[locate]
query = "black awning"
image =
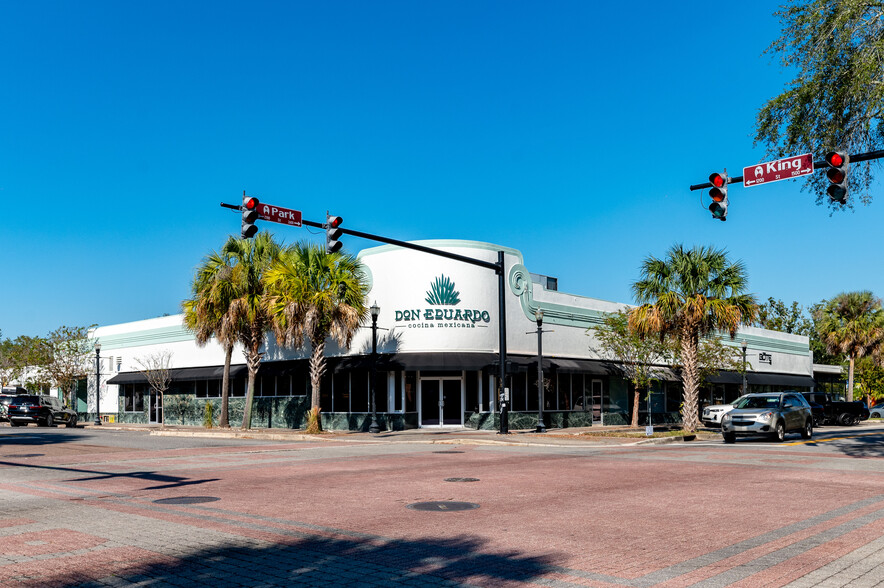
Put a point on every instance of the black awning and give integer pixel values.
(128, 378)
(780, 380)
(444, 360)
(589, 366)
(724, 377)
(185, 374)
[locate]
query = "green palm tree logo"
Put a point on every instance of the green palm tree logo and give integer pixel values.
(442, 292)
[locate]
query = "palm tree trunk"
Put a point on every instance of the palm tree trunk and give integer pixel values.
(225, 388)
(317, 370)
(635, 402)
(253, 361)
(690, 342)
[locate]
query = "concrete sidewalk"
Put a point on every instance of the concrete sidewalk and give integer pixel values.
(601, 435)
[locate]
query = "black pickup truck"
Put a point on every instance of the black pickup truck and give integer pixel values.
(835, 411)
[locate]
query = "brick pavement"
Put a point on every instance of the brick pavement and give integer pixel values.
(314, 514)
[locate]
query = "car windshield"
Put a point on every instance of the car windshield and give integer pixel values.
(759, 402)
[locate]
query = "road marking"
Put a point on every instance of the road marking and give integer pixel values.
(831, 439)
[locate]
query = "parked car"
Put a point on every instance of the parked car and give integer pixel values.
(838, 412)
(774, 414)
(5, 399)
(712, 414)
(43, 410)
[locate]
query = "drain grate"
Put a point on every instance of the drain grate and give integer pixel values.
(186, 500)
(443, 506)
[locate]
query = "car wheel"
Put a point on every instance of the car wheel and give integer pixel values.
(807, 432)
(847, 419)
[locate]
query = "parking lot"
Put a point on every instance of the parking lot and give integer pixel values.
(101, 507)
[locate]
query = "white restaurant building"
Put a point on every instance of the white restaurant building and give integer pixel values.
(438, 357)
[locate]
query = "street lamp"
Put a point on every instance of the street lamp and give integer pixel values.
(375, 311)
(97, 380)
(538, 316)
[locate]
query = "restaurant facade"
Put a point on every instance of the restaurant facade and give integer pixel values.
(438, 358)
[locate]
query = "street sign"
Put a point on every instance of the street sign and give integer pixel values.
(278, 214)
(781, 169)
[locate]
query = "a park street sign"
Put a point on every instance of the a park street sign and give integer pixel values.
(278, 214)
(781, 169)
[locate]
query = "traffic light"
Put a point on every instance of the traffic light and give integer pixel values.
(718, 193)
(333, 233)
(249, 216)
(837, 174)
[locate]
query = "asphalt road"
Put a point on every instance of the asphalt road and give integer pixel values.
(91, 507)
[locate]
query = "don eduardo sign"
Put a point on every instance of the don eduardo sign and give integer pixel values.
(442, 297)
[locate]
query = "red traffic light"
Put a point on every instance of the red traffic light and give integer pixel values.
(718, 180)
(836, 175)
(835, 159)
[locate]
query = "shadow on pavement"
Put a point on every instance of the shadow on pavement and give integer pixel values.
(168, 481)
(317, 561)
(22, 436)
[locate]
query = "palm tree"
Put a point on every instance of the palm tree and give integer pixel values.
(313, 295)
(852, 324)
(687, 296)
(249, 260)
(207, 314)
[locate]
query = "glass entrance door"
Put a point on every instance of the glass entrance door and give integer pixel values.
(597, 401)
(155, 410)
(440, 402)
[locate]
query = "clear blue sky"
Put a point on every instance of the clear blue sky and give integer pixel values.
(568, 130)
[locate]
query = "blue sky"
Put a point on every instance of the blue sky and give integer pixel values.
(569, 130)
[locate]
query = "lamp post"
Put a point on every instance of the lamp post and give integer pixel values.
(538, 316)
(375, 311)
(97, 381)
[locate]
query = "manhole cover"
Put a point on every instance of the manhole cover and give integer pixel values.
(444, 506)
(186, 500)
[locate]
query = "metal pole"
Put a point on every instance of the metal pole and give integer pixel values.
(501, 302)
(541, 428)
(374, 427)
(97, 382)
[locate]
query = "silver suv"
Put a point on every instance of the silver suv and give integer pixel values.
(774, 414)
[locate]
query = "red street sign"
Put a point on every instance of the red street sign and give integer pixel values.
(781, 169)
(278, 214)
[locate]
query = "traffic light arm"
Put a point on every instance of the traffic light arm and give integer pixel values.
(816, 165)
(407, 245)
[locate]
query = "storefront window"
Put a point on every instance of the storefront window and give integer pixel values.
(471, 387)
(341, 392)
(410, 392)
(518, 392)
(397, 391)
(381, 392)
(359, 401)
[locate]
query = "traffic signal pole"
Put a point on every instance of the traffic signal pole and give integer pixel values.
(499, 268)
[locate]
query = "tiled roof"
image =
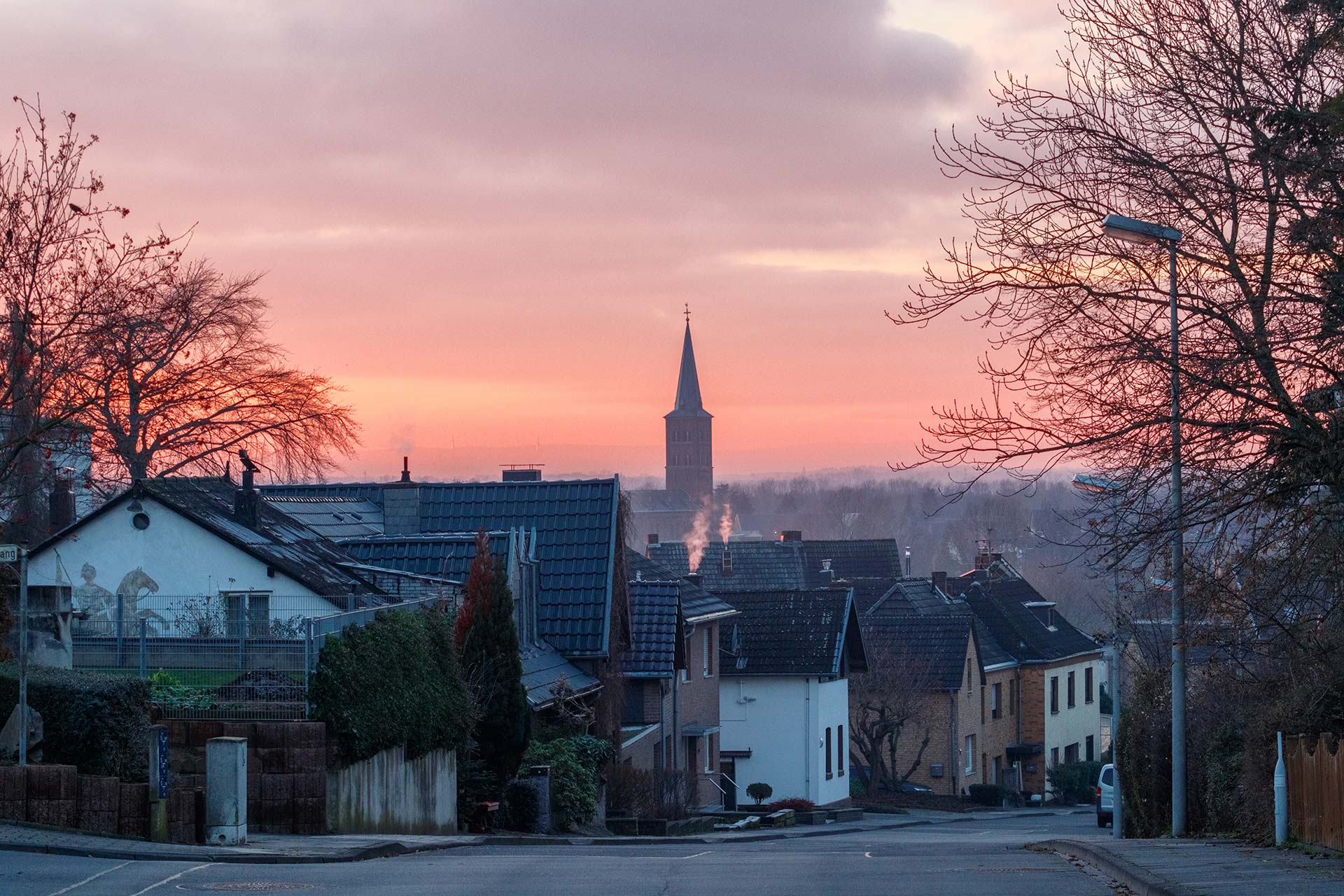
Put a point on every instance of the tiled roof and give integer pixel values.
(279, 539)
(575, 542)
(932, 649)
(696, 603)
(796, 633)
(1021, 630)
(444, 554)
(334, 517)
(654, 630)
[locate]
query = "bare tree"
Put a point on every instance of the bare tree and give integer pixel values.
(183, 375)
(889, 701)
(1172, 112)
(58, 267)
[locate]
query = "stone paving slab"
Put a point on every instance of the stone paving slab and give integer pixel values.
(1168, 867)
(343, 848)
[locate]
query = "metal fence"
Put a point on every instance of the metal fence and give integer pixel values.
(229, 656)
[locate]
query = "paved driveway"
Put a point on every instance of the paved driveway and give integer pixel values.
(980, 859)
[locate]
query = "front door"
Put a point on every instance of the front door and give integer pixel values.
(727, 780)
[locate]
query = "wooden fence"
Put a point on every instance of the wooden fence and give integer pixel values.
(1316, 789)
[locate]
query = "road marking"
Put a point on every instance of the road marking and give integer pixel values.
(169, 879)
(90, 878)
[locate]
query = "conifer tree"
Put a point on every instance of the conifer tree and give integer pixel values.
(488, 648)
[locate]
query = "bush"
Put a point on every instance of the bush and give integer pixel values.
(574, 763)
(1074, 782)
(796, 804)
(522, 808)
(99, 723)
(987, 794)
(393, 682)
(760, 792)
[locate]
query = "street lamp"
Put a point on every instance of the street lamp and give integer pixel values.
(1142, 232)
(1112, 491)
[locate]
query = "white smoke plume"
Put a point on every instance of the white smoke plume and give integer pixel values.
(698, 538)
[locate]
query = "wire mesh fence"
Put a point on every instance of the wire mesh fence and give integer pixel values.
(226, 656)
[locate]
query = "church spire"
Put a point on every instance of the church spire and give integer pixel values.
(689, 382)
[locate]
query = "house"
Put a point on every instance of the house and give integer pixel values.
(561, 536)
(930, 664)
(672, 673)
(182, 550)
(784, 696)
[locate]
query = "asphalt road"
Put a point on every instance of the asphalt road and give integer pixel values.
(981, 859)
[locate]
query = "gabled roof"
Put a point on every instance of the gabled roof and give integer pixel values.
(689, 383)
(332, 516)
(1022, 631)
(929, 648)
(279, 540)
(575, 542)
(655, 622)
(442, 554)
(696, 603)
(797, 633)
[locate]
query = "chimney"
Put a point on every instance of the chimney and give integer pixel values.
(61, 504)
(246, 501)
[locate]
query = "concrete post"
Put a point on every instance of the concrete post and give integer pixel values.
(226, 790)
(159, 783)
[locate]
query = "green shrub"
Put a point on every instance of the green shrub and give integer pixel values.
(393, 682)
(99, 723)
(1074, 782)
(987, 794)
(760, 792)
(574, 763)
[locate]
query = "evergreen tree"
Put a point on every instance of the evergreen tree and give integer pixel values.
(489, 654)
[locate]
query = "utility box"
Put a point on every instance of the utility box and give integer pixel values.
(226, 790)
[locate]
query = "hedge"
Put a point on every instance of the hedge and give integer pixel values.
(393, 682)
(96, 722)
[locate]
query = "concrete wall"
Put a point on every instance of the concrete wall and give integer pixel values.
(388, 794)
(783, 720)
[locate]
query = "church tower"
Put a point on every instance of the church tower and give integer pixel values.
(690, 448)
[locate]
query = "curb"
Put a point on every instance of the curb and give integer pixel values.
(394, 848)
(1142, 881)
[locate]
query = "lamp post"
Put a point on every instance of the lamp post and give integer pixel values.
(1142, 232)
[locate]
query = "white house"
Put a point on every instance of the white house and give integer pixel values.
(195, 552)
(784, 694)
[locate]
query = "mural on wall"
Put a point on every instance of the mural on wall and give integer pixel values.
(100, 605)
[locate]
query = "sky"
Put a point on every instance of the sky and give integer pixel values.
(484, 219)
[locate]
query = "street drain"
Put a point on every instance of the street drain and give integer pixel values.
(246, 887)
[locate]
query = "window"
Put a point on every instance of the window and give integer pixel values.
(840, 750)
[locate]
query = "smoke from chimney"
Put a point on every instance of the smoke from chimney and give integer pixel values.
(698, 538)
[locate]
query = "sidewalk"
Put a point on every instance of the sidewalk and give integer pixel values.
(346, 848)
(1206, 867)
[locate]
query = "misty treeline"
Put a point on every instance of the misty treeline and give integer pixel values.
(1224, 120)
(120, 358)
(1035, 528)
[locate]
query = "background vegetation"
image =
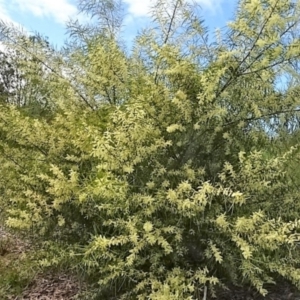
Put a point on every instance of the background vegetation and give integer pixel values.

★ ★ ★ ★

**Problème à résoudre**
Comptez les lignes des données ci-dessus qui contiennent le mot « silver ». Donnez uniquement ce nombre.

**Résultat final**
2